__DOCUMENTTEKST__:
--------------------
Toelichting artikel 2

Artikel 2 lid 1: het gaat om het geven van financieel-technisch advies. Er is geen sprake van politieke standpunten die leiden tot een meerderheid zoals gebeurt in bijvoorbeeld een Algemene commissie van advies.

 

Artikel 2 lid 2. De opgesomde taken zijn benoemd om de opdracht aan de auditcommissie te verhelderen. In 2020 is gesproken over een verzwaring van de adviesfunctie van de auditcommissie. Dit is in dit artikel verwerkt. Zie hiervoor lid 2 onder c, d en e. Enkele taken blijven standaard en zijn jaarlijks terugkerend, zoals onderzoek van de Jaarrekening, en het afstemmingsoverleg met de accountant.

Het is aan de auditcommissie en de raad om te bepalen welke voorstellen vanuit de financiële functie de auditcommissie naast de cyclusdocumenten nog meer inhoudelijk kan behandelen. Logisch zou zijn dat b.v. een Controleverordening langs de commissie komt, en een verordening 212.
--------------------
__RECORDFRAGMENTEN__:
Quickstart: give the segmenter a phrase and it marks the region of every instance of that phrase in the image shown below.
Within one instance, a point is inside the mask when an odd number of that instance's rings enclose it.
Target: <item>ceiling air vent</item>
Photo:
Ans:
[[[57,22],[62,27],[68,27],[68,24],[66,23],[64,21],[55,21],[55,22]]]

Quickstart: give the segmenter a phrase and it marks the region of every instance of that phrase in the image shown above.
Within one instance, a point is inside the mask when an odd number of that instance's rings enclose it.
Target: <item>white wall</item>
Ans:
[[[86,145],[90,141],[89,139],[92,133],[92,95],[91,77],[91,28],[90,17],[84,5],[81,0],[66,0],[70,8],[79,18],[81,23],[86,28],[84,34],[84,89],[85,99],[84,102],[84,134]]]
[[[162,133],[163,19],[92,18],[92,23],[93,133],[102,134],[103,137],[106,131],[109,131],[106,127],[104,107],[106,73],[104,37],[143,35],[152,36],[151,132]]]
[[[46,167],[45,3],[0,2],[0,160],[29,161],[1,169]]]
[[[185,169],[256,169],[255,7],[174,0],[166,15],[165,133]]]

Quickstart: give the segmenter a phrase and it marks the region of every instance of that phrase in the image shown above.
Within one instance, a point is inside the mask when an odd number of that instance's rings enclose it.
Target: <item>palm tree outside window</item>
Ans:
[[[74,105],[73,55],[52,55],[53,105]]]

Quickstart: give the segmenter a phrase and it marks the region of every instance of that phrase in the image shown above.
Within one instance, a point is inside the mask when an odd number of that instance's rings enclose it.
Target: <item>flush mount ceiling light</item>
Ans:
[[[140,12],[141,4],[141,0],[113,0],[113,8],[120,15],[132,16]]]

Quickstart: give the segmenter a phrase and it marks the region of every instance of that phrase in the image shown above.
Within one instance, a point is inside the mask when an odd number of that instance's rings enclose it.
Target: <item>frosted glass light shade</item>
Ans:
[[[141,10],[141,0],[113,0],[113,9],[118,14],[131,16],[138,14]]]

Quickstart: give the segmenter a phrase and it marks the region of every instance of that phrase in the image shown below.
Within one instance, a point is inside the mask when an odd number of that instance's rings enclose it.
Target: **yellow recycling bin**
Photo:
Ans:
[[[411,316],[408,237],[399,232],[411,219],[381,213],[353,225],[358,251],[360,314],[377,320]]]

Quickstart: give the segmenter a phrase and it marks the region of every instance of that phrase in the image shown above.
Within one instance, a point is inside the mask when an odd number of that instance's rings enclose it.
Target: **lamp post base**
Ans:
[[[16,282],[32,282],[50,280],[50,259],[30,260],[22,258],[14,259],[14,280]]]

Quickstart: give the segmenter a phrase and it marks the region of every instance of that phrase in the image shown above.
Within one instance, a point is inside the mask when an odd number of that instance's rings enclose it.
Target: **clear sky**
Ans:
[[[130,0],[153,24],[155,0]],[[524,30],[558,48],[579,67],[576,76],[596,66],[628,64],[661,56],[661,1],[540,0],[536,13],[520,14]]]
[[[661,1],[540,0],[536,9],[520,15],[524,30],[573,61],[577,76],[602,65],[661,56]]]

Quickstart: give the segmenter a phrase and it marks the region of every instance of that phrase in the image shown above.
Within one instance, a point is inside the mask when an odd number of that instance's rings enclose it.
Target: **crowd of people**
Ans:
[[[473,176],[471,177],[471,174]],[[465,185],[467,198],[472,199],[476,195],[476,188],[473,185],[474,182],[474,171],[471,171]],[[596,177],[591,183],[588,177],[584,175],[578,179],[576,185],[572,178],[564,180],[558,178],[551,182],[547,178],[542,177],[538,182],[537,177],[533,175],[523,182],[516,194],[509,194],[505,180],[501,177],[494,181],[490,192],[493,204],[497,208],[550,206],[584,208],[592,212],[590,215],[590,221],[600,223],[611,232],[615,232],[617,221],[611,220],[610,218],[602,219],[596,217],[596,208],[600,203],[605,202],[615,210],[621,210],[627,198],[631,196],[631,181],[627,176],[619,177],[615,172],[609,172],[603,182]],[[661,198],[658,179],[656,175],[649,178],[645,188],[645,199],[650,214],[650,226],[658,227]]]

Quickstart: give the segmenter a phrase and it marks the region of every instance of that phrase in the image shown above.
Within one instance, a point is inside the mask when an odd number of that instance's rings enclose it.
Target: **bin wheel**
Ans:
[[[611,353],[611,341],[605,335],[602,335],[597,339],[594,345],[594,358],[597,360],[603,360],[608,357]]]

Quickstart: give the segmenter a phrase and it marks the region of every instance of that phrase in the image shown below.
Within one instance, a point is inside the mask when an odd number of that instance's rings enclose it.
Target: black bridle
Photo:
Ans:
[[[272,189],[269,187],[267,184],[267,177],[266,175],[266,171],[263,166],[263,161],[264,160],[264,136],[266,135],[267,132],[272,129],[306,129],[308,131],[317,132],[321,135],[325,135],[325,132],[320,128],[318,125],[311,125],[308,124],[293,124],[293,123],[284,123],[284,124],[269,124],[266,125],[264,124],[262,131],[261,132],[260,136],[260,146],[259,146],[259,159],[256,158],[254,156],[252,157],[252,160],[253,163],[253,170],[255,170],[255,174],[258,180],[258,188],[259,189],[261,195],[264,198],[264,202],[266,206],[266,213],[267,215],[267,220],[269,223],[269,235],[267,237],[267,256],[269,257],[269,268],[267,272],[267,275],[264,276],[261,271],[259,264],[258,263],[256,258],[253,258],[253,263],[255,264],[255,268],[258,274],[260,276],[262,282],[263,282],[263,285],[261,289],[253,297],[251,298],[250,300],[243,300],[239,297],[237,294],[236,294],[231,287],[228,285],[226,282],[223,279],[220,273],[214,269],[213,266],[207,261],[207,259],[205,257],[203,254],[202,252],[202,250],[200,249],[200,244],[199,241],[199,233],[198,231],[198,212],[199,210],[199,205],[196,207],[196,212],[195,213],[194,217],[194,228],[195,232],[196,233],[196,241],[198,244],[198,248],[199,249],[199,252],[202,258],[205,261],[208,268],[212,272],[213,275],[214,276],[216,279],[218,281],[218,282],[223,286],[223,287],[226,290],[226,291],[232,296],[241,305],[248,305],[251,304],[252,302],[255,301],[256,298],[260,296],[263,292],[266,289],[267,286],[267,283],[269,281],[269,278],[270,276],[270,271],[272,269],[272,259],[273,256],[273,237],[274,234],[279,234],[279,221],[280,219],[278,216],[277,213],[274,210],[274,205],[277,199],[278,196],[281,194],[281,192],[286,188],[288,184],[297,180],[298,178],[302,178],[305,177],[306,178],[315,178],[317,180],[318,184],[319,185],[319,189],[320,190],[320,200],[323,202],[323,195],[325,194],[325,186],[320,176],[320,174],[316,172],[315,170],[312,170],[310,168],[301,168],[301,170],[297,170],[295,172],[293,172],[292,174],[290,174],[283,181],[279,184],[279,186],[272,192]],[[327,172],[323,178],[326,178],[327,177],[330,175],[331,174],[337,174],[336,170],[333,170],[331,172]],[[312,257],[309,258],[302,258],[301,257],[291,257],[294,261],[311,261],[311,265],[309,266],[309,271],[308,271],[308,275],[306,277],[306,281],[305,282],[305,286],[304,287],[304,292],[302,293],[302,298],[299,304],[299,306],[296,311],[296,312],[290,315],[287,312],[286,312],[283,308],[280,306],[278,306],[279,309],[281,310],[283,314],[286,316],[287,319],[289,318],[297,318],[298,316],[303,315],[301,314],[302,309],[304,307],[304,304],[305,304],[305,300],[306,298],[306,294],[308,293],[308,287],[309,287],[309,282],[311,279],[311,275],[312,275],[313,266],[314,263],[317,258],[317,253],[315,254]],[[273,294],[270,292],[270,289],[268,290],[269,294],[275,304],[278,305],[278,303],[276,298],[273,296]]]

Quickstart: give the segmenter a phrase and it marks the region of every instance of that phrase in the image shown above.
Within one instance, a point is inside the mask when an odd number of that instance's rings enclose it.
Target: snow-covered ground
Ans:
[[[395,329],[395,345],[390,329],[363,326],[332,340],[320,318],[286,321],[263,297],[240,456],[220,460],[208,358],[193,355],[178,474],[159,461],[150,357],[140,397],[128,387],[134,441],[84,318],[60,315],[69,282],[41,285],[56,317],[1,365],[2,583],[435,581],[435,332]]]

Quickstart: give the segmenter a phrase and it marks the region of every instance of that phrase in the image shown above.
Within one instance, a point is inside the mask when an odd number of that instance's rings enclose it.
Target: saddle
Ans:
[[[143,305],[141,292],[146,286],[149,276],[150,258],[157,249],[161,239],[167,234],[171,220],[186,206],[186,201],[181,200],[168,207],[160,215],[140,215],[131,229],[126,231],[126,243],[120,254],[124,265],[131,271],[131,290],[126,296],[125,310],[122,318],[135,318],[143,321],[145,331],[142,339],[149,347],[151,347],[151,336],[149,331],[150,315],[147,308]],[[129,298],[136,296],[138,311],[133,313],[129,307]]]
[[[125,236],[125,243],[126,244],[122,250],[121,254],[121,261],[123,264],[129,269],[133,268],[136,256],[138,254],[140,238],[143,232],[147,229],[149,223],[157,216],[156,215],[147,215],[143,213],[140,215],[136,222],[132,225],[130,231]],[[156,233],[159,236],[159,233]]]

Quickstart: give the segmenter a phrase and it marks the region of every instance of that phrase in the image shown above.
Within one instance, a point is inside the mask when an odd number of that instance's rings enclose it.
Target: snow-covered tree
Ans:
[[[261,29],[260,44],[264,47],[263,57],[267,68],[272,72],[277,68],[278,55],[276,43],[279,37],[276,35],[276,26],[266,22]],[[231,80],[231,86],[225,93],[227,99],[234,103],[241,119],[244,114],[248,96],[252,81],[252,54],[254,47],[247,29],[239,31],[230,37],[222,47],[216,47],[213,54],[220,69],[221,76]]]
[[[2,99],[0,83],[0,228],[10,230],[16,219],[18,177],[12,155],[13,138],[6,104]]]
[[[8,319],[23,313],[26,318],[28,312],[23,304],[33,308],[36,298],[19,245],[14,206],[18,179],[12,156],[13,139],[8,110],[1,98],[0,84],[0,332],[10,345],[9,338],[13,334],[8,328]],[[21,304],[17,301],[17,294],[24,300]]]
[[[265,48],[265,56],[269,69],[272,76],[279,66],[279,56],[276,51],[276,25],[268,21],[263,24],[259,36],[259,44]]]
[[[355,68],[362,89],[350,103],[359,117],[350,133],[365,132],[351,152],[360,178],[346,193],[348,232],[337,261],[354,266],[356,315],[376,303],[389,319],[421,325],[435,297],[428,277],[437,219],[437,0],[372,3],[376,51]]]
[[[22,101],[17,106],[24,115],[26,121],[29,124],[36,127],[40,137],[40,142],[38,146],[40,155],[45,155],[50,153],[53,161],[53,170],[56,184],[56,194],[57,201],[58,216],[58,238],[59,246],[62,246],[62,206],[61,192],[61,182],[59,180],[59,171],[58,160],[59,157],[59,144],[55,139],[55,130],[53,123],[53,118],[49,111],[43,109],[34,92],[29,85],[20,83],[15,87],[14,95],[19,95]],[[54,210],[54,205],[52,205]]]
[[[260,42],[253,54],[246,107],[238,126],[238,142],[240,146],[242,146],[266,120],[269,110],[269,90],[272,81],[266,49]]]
--------------------
__OPDRACHT__:
Beoordeel of elk van de volgende beweringen overeenkomt met de toelichting op artikel 2. Antwoord per bewering met ja of nee en citeer de woorden uit de tekst die de doorslag geven.
1. Volgens lid 1 gaat het om het geven van financieel-technisch advies.
2. Over een verzwaring van de adviesfunctie van de auditcommissie is in 2021 gesproken.
3. Het onderzoek van de Jaarrekening is een jaarlijks terugkerende taak.
De records zijn afkomstig uit een andere bron.

__EINDANTWOORD__:
1. Ja: "het gaat om het geven van financieel-technisch advies."
2. Nee: "In 2020 is gesproken over een verzwaring van de adviesfunctie van de auditcommissie."
3. Ja: "Enkele taken blijven standaard en zijn jaarlijks terugkerend, zoals onderzoek van de Jaarrekening"